> [Extrait]
------------------------

Liban : un important rapport d'Amnesty International

Des crimes de guerre impliquant une responsabilité pénale individuelle

Israël - sionisme et lobby


Amnesty international a publié le 23 août son rapport sur les actions de l'armée israélienne au Liban, intitulé « Destructions délibérées ou “dommages collatéraux” ? Les attaques israéliennes sur les infrastructures civiles ». En voici quelques extraits.
En introduction, le rapport cite Jan Egeland, sous-secrétaire général des Nations unies pour les affaires humanitaires, qui, le 10 août 2006, affirmait : « La population civile au Liban et dans le nord d'Israël est la plus grande perdante du cycle de violence qui dure exactement aujourd'hui depuis un mois... Les civils auraient dû être épargnés dans ce conflit, mais ce n'est pas le cas. »

------------------------

> [Données fournies]
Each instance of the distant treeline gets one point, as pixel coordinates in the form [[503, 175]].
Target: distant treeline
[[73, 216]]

------------------------

> [Énoncé] D'après l'extrait, quelle fonction occupait Jan Egeland lorsqu'il s'est exprimé le 10 août 2006 ? Le listing ci-dessus provient d'une source distincte de l'extrait.

> [Réponse] Il était sous-secrétaire général des Nations unies pour les affaires humanitaires.